▶ **Excerpt provided**:
........

That further intimidated Jordanians, who have already become accustomed to the government using official measures, such as a cybercrimes law, and fear to quiet public opinion and quell dissent over the kingdom’s economic and political troubles. Hamzah himself has criticized what he called the “breakdown in governance, the corruption and . . . the incompetence that has been prevalent in our governing structure.”

But on the streets of the capital, Amman, Jordanians were still willing in recent days to whisper their opinions about the alleged coup attempt. Some people were eager to believe the dispute had been resolved, after Hamzah signed a letter affirming his loyalty to Abdullah, who then issued a statement saying that the discord had been brought to an end.

“It was a black cloud that passed away,” an electronics shop owner said, dismissing the issue as “solved.”

A grocer blamed Facebook and Twitter for spreading strife and rumors. “It’s all media. Social media ruins everything,” he said, saying outsiders had tried to sow strife inside the royal family.

A food deliveryman said it’s easy to criticize the king and the royal family, but taking the reins is more challenging than one would think. He said it’s like someone who yells obscenities at soccer players over their performance, “but if you give him two minutes in the game, he wouldn’t know how to run from the beginning of the field to the end. If you put him in the same position, he wouldn’t know how to do a quarter of [that of] the person he’s replacing.”

These Jordanians spoke on the condition of anonymity out of concern for their security.

Other Jordanians have continued to show concern for Hamzah, who is popular in some quarters of the kingdom, including among influential tribes. On Friday, the top trending hashtag on Twitter was “Where is Prince Hamzah?”

Last weekend, Hamzah said in a video that army head Maj. Gen. Youssef al-Huneiti had asked him to refrain from speaking or meeting with nonfamily members and to cease tweeting.

In audio of that conversation, which surfaced later, Huneiti told the prince that while he had not criticized the king himself, his comments were being used by detractors and that “people are starting to talk more than usual.”

“Have you not seen Facebook?” he asked the prince, who had begun yelling at the general.

Jordan has long drawn criticism for curbing public dissent. Freedom House demoted Jordan earlier this year from “Partly Free” to “Not Free,” following a year of government crackdowns on assembly and protests. Facebook is monitored, and people have been detained under the cybercrimes law.

........

▶ **Work request 1**: In the report on Jordan's alleged coup attempt, why did the Amman shop owner, grocer and food deliveryman quoted there speak only on the condition of anonymity?
▶ **Work request 2**: Can you pick up the report on Jordan's alleged coup attempt after its final sentence and continue it?

........

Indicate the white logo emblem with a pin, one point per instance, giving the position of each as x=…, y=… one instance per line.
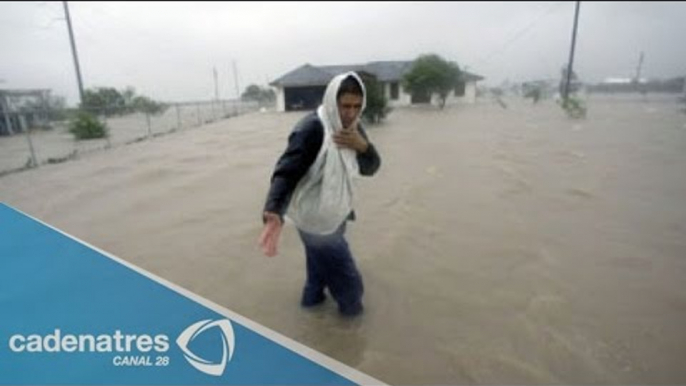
x=201, y=364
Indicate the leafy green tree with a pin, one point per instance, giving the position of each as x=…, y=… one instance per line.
x=431, y=74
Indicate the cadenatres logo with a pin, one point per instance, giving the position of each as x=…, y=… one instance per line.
x=132, y=350
x=201, y=364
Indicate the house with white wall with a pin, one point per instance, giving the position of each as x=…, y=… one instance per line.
x=303, y=88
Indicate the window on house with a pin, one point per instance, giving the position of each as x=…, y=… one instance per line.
x=459, y=89
x=395, y=91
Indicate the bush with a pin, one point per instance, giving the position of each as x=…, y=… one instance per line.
x=87, y=126
x=377, y=104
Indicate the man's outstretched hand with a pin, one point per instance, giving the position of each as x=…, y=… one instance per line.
x=351, y=138
x=269, y=240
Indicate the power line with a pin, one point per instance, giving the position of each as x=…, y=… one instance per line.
x=73, y=51
x=519, y=34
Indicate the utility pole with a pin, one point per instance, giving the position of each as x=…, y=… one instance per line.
x=235, y=81
x=216, y=85
x=73, y=51
x=639, y=68
x=571, y=53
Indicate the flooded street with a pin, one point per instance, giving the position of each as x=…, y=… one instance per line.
x=496, y=245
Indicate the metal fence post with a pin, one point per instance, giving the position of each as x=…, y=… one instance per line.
x=22, y=124
x=147, y=119
x=178, y=117
x=199, y=118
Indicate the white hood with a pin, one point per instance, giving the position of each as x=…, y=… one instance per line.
x=323, y=198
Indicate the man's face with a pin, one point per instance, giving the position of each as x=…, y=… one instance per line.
x=349, y=106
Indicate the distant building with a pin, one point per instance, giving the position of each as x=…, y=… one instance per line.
x=303, y=88
x=23, y=109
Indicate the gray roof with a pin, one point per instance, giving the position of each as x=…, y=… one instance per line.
x=385, y=71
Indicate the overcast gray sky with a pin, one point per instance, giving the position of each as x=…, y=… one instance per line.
x=168, y=50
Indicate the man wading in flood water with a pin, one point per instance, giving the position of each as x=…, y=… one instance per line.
x=312, y=184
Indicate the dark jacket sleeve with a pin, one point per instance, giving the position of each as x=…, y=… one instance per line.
x=369, y=161
x=304, y=143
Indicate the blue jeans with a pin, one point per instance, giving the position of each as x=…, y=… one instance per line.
x=331, y=265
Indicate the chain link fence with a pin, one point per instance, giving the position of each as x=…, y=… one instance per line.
x=34, y=138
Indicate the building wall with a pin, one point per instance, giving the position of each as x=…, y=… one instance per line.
x=468, y=98
x=404, y=99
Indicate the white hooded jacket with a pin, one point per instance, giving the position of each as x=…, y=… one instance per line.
x=323, y=198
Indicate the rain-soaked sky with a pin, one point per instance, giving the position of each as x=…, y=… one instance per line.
x=168, y=50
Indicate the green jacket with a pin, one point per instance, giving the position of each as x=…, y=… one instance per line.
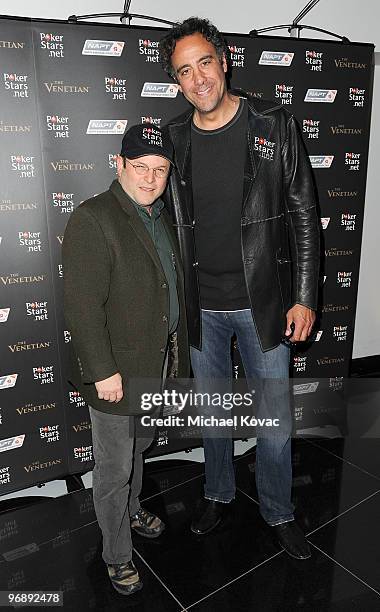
x=116, y=298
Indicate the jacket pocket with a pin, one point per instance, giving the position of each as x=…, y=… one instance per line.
x=284, y=275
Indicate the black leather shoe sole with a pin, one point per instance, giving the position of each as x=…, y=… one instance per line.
x=203, y=532
x=128, y=590
x=145, y=534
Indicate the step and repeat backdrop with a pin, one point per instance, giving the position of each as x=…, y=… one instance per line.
x=68, y=92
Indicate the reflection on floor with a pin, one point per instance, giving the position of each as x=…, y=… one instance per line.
x=56, y=544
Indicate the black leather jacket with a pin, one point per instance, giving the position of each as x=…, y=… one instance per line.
x=279, y=223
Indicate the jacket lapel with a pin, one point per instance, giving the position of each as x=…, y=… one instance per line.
x=173, y=241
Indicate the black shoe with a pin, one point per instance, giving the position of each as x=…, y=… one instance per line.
x=147, y=524
x=292, y=539
x=207, y=516
x=124, y=577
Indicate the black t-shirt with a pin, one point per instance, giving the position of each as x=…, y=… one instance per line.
x=218, y=158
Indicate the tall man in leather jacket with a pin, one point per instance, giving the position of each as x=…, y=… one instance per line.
x=241, y=192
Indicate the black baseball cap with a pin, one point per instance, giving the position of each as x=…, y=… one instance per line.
x=146, y=139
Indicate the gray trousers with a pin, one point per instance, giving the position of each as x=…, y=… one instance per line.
x=116, y=480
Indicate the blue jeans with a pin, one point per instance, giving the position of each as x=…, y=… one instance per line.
x=273, y=453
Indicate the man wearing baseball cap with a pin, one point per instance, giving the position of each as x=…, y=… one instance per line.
x=124, y=305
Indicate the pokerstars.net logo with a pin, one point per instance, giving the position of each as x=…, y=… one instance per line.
x=8, y=381
x=58, y=125
x=314, y=60
x=83, y=453
x=37, y=310
x=11, y=443
x=110, y=48
x=16, y=84
x=316, y=336
x=4, y=314
x=237, y=55
x=320, y=95
x=149, y=49
x=64, y=202
x=309, y=387
x=52, y=43
x=152, y=120
x=23, y=165
x=352, y=161
x=321, y=161
x=340, y=333
x=310, y=127
x=264, y=147
x=299, y=363
x=325, y=222
x=284, y=93
x=43, y=374
x=154, y=137
x=276, y=58
x=116, y=87
x=31, y=241
x=76, y=399
x=344, y=279
x=348, y=221
x=112, y=160
x=49, y=433
x=356, y=96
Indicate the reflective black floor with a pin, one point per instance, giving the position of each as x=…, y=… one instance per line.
x=57, y=544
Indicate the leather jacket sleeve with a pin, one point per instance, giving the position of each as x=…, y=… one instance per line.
x=301, y=213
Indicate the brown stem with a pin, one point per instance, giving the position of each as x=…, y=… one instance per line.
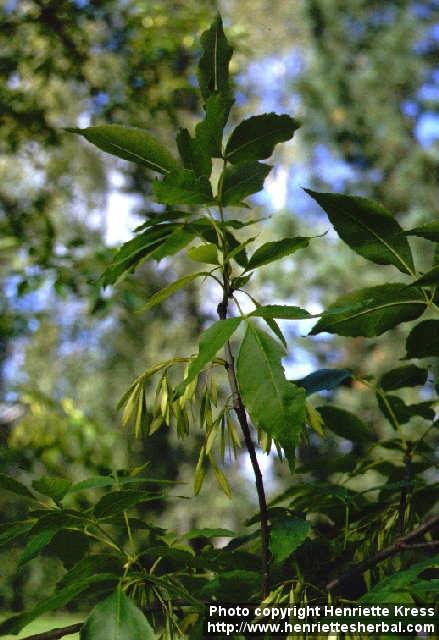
x=405, y=487
x=242, y=419
x=402, y=544
x=55, y=634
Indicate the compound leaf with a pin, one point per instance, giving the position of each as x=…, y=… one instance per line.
x=130, y=143
x=368, y=228
x=255, y=138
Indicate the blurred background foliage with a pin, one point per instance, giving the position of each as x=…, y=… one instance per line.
x=361, y=76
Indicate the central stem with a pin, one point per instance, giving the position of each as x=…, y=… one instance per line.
x=242, y=419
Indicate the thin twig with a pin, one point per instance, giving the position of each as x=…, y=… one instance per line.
x=242, y=419
x=402, y=544
x=55, y=634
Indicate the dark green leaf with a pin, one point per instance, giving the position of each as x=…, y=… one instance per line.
x=131, y=144
x=431, y=278
x=275, y=405
x=324, y=380
x=58, y=600
x=397, y=412
x=271, y=251
x=209, y=533
x=92, y=483
x=387, y=588
x=91, y=565
x=13, y=531
x=346, y=424
x=211, y=342
x=209, y=132
x=423, y=340
x=10, y=484
x=36, y=544
x=193, y=154
x=280, y=311
x=183, y=186
x=408, y=376
x=256, y=137
x=136, y=250
x=55, y=488
x=69, y=547
x=368, y=228
x=206, y=253
x=286, y=536
x=171, y=288
x=118, y=618
x=371, y=311
x=242, y=180
x=429, y=231
x=117, y=501
x=213, y=70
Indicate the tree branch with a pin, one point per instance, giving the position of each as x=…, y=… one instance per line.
x=242, y=419
x=401, y=544
x=55, y=634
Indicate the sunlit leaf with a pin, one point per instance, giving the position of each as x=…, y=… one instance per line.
x=271, y=251
x=131, y=144
x=255, y=138
x=275, y=405
x=368, y=228
x=371, y=311
x=183, y=186
x=211, y=342
x=117, y=618
x=242, y=180
x=213, y=69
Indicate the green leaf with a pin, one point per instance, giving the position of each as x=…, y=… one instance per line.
x=206, y=253
x=118, y=501
x=208, y=533
x=408, y=376
x=136, y=250
x=397, y=412
x=170, y=289
x=368, y=228
x=209, y=132
x=275, y=405
x=387, y=588
x=256, y=137
x=282, y=312
x=55, y=488
x=57, y=600
x=36, y=544
x=213, y=69
x=118, y=618
x=183, y=186
x=91, y=565
x=271, y=251
x=346, y=424
x=423, y=340
x=324, y=380
x=13, y=531
x=211, y=342
x=69, y=547
x=429, y=231
x=92, y=483
x=371, y=311
x=431, y=278
x=242, y=180
x=131, y=144
x=286, y=536
x=10, y=484
x=193, y=154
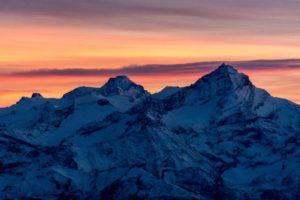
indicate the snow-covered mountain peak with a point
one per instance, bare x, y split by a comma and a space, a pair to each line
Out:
122, 85
222, 80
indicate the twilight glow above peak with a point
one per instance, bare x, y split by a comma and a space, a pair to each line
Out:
109, 34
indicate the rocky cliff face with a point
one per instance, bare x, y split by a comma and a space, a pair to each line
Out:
220, 138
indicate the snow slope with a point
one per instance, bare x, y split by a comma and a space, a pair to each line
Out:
220, 138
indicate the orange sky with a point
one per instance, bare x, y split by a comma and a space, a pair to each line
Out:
62, 34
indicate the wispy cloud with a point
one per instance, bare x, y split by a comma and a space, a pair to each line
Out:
232, 16
190, 68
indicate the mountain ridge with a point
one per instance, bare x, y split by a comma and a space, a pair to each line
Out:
219, 138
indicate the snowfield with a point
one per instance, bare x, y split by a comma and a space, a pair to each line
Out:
220, 138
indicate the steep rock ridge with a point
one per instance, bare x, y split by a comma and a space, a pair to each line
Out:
220, 138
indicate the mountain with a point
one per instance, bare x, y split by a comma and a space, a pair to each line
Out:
220, 138
165, 92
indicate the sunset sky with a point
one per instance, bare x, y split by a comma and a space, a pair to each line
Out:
52, 46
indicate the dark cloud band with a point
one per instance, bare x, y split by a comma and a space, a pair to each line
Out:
179, 69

........

▶ **Answer box 1**: They spoke anonymously out of concern for their security.

▶ **Answer box 2**:
Gag orders are not infrequent in Jordan. After protests erupted last year over the government’s closure of the teachers union headquarters, authorities imposed a gag order and arrested at least two journalists covering the protests, Human Rights Watch reported. At least three senior journalists have been arrested since October over reports on the government’s response to the coronavirus outbreak and vaccination efforts.

About a day after issuing the gag order on discussion of the royal turmoil, the government eased the restriction following an interview Deputy Prime Minister Ayman al-Safadi gave the Wall Street Journal about the episode. Critics said Jordanian media had been unfairly targeted by the order.

An independent local media organization, 7iber, published an editorial titled: “Is journalism in Jordan still possible?” It noted that local media is often forced to rely on leaks to the foreign press in lieu of firsthand reporting, since officials frequently refuse to grant interviews to independent local news organizations.

Kuttab spoke passionately about trying to navigate Jordan’s challenging media environment and how his radio station gets away with some reports, while it is forced to take down other reports.

“I try to push the envelope,” he said. “But I cannot push too hard.”

While he did not remove the two-paragraph item about Hamzah’s video after the call from the intelligence liaison, Kuttab said he would publish several other stories to push the offending item off the main page of the website.

“If this place is closed because we stand on principle, what good does it do? So you have to choose your battles,” he said.